Copy the records below line for line, leaving out the pictures.

[Outline labeling records]
⟨

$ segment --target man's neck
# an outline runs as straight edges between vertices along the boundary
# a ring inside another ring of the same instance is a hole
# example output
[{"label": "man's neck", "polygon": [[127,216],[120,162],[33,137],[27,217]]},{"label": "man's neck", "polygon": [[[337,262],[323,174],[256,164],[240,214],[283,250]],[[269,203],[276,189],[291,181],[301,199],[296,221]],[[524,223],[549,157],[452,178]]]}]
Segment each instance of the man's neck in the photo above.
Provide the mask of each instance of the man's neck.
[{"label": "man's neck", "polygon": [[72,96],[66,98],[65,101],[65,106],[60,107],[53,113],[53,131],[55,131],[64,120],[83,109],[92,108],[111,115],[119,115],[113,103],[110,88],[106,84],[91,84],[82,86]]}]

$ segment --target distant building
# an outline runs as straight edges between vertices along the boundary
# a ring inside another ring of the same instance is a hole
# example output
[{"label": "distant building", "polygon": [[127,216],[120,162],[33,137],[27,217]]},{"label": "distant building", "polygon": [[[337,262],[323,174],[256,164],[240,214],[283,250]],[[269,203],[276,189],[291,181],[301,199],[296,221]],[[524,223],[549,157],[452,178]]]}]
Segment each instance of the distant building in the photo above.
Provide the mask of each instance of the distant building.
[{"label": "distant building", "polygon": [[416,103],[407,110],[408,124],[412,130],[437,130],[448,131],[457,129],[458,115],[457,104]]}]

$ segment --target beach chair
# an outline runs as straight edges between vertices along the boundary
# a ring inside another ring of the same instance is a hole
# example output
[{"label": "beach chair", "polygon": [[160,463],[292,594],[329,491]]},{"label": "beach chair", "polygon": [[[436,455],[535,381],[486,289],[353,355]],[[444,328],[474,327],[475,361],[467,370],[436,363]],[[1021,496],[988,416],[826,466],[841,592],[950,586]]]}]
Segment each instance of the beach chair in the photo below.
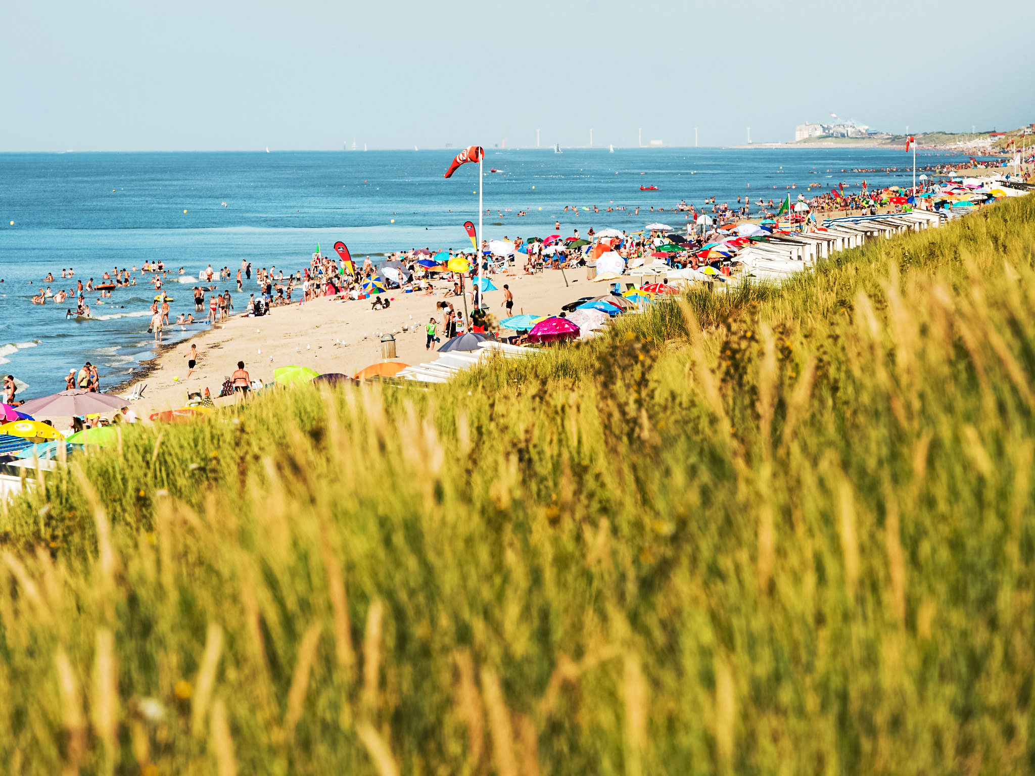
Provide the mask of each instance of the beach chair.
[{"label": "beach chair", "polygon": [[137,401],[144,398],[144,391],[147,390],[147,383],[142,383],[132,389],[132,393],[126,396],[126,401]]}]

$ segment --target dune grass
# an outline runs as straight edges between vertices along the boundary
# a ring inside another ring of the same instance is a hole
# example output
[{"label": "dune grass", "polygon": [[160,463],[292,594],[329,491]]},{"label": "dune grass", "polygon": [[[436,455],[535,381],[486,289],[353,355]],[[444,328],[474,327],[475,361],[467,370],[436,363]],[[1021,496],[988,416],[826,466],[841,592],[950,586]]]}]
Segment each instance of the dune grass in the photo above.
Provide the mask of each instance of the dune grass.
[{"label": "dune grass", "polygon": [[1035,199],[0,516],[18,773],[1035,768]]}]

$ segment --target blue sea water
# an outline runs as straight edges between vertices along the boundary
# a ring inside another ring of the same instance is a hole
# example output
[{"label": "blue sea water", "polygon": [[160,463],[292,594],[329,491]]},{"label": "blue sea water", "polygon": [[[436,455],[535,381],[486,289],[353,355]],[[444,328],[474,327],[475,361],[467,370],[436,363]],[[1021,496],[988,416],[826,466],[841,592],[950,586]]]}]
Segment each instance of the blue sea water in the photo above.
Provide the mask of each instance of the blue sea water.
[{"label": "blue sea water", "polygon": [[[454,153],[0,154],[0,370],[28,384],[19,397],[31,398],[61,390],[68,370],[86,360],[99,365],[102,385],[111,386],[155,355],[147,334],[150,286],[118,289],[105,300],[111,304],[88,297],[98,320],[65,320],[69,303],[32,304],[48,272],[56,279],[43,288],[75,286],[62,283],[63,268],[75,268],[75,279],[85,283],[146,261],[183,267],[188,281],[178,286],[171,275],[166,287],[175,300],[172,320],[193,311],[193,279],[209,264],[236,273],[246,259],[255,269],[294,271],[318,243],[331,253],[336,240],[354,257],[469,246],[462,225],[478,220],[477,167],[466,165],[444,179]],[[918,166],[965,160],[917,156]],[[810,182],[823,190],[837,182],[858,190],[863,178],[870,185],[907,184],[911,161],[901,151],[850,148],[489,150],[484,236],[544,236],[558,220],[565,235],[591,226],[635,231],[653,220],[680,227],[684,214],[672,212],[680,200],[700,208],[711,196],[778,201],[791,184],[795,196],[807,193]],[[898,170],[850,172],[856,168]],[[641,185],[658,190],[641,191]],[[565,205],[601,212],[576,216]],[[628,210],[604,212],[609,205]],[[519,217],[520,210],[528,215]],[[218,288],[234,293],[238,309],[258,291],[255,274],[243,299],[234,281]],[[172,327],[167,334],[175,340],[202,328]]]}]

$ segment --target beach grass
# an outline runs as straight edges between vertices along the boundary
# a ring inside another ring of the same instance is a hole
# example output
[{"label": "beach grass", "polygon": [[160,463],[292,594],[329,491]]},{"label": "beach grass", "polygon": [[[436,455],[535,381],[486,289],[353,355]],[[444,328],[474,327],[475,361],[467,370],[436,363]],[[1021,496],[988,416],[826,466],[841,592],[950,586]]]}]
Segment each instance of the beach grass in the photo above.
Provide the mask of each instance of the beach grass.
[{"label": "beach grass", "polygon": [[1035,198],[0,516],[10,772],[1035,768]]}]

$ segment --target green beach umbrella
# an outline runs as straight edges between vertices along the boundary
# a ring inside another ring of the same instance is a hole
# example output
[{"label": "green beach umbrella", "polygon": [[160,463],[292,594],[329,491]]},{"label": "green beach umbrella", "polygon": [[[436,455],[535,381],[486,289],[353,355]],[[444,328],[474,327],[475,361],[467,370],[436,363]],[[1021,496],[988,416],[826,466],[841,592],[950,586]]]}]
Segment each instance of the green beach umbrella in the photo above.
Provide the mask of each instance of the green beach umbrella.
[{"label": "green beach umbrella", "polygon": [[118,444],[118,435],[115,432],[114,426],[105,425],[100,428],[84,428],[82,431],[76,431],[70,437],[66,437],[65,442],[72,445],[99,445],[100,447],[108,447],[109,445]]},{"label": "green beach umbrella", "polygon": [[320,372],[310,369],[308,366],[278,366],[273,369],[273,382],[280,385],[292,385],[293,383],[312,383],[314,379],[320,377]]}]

⟩

» **Completed exercise**
$ segment --target man's neck
# an outline runs as straight edges between vertices along the boundary
# a ring inside another ring of the same instance is a hole
# example output
[{"label": "man's neck", "polygon": [[127,216],[120,162],[33,137],[27,217]]},{"label": "man's neck", "polygon": [[[337,262],[323,174],[256,164],[240,214],[283,250]],[[269,203],[276,189],[291,181],[301,199],[296,221]],[[524,223],[549,157],[452,178]]]}]
Segment each instance of the man's neck in the photo above.
Provide the mask of each instance of the man's neck.
[{"label": "man's neck", "polygon": [[72,96],[66,98],[65,101],[65,106],[60,107],[53,113],[53,131],[55,131],[64,120],[83,109],[92,108],[111,115],[119,115],[113,103],[110,88],[106,84],[91,84],[82,86]]}]

$ segment --target distant building
# an outline runs as straight edges between vertices along the boundary
# a ring inside another ring of the same instance is a hole
# example output
[{"label": "distant building", "polygon": [[127,216],[120,162],[33,137],[27,217]]},{"label": "distant building", "polygon": [[[337,262],[323,174],[256,164],[240,214],[283,250]],[[269,203],[276,189],[291,181],[301,199],[296,221]],[[524,223],[549,157],[452,178]]]}]
Segment each instance of the distant building in the photo above.
Provide the mask of each instance of the distant building.
[{"label": "distant building", "polygon": [[416,103],[407,110],[408,124],[412,130],[437,130],[448,131],[457,129],[458,115],[457,104]]}]

$ segment --target beach chair
# an outline runs as straight edges between vertices along the boundary
# a ring inside another ring of the same instance is a hole
# example output
[{"label": "beach chair", "polygon": [[160,463],[292,594],[329,491]]},{"label": "beach chair", "polygon": [[[436,455],[535,381],[486,289],[353,355]],[[444,328],[474,327],[475,361],[467,370],[436,363]],[[1021,496],[988,416],[826,466],[841,592],[950,586]]]}]
Segment each instance of the beach chair in the photo below.
Provide the mask of each instance of the beach chair.
[{"label": "beach chair", "polygon": [[137,401],[144,398],[144,391],[147,390],[147,383],[142,383],[132,389],[132,393],[126,396],[126,401]]}]

$ segment --target dune grass
# an outline runs as straight edges between vertices along the boundary
# a ring inside another ring of the same instance is a hole
# example output
[{"label": "dune grass", "polygon": [[160,463],[292,594],[329,491]]},{"label": "dune grass", "polygon": [[[436,455],[535,381],[486,289],[353,355]],[[444,328],[474,327],[475,361],[467,370],[436,363]],[[1021,496],[988,416],[826,466],[841,592],[950,586]]]}]
Segment each instance of the dune grass in the photo above.
Provide the mask of each instance of the dune grass.
[{"label": "dune grass", "polygon": [[1035,199],[0,516],[18,773],[1035,768]]}]

$ segment --target blue sea water
# an outline runs as straight edges between vertices along the boundary
# a ring inside another ring of the same instance is a hole
# example output
[{"label": "blue sea water", "polygon": [[160,463],[292,594],[329,491]]},{"label": "blue sea water", "polygon": [[[436,455],[535,381],[486,289],[353,355]],[[444,328],[474,327],[475,361],[467,370],[436,363]],[[1021,496],[988,416],[826,466],[841,592],[950,586]]]}]
Segment each instance of the blue sea water in the photo above.
Provide the mask of each instance of the blue sea water.
[{"label": "blue sea water", "polygon": [[[454,153],[0,154],[0,370],[28,384],[19,397],[31,398],[61,390],[68,370],[86,360],[99,365],[102,385],[111,386],[155,355],[147,334],[150,286],[118,289],[105,300],[111,304],[88,297],[98,320],[65,320],[69,303],[32,304],[48,272],[56,279],[43,288],[75,286],[62,283],[63,268],[75,268],[75,279],[85,283],[146,261],[183,267],[188,281],[178,286],[171,275],[166,287],[175,300],[172,320],[193,311],[193,279],[209,264],[236,273],[246,259],[255,269],[294,271],[318,243],[331,253],[336,240],[354,257],[469,246],[462,225],[478,220],[477,167],[466,165],[444,179]],[[918,166],[965,160],[917,156]],[[810,182],[823,190],[837,182],[858,190],[863,178],[870,185],[907,184],[911,161],[901,151],[850,148],[489,150],[484,236],[544,236],[558,220],[565,235],[591,226],[635,231],[653,220],[680,227],[684,214],[672,212],[680,200],[700,208],[711,196],[778,201],[791,184],[795,196],[807,193]],[[898,170],[850,172],[856,168]],[[641,185],[658,190],[641,191]],[[565,205],[601,212],[576,216]],[[628,210],[604,212],[609,205]],[[519,217],[520,210],[528,215]],[[218,288],[234,293],[238,309],[258,291],[255,274],[243,299],[234,281]],[[172,327],[167,334],[175,340],[202,328]]]}]

$ segment --target beach grass
# an outline runs as straight edges between vertices along the boundary
# a ring inside another ring of the same instance is a hole
# example output
[{"label": "beach grass", "polygon": [[160,463],[292,594],[329,491]]},{"label": "beach grass", "polygon": [[[436,455],[535,381],[486,289],[353,355]],[[444,328],[474,327],[475,361],[467,370],[436,363]],[[1021,496],[988,416],[826,466],[841,592],[950,586]]]}]
Segment each instance of the beach grass in the photo above.
Provide the mask of each instance of the beach grass.
[{"label": "beach grass", "polygon": [[1035,198],[0,516],[10,772],[1035,768]]}]

$ segment --target green beach umbrella
# an outline runs as straight edges between vertices along the boundary
# a ring inside another ring of the same instance is a hole
# example output
[{"label": "green beach umbrella", "polygon": [[160,463],[292,594],[329,491]]},{"label": "green beach umbrella", "polygon": [[[436,455],[535,381],[486,289],[353,355]],[[444,328],[474,327],[475,361],[467,370],[436,363]],[[1021,496],[988,416],[826,466],[841,592],[950,586]]]}]
Segment each instance of the green beach umbrella in the photo above.
Provide the mask of each instance of the green beach umbrella.
[{"label": "green beach umbrella", "polygon": [[118,444],[118,435],[115,432],[114,426],[105,425],[100,428],[84,428],[82,431],[76,431],[70,437],[66,437],[65,442],[72,445],[99,445],[100,447],[108,447],[109,445]]},{"label": "green beach umbrella", "polygon": [[320,372],[310,369],[308,366],[278,366],[273,369],[273,382],[280,385],[292,385],[293,383],[312,383],[314,379],[320,377]]}]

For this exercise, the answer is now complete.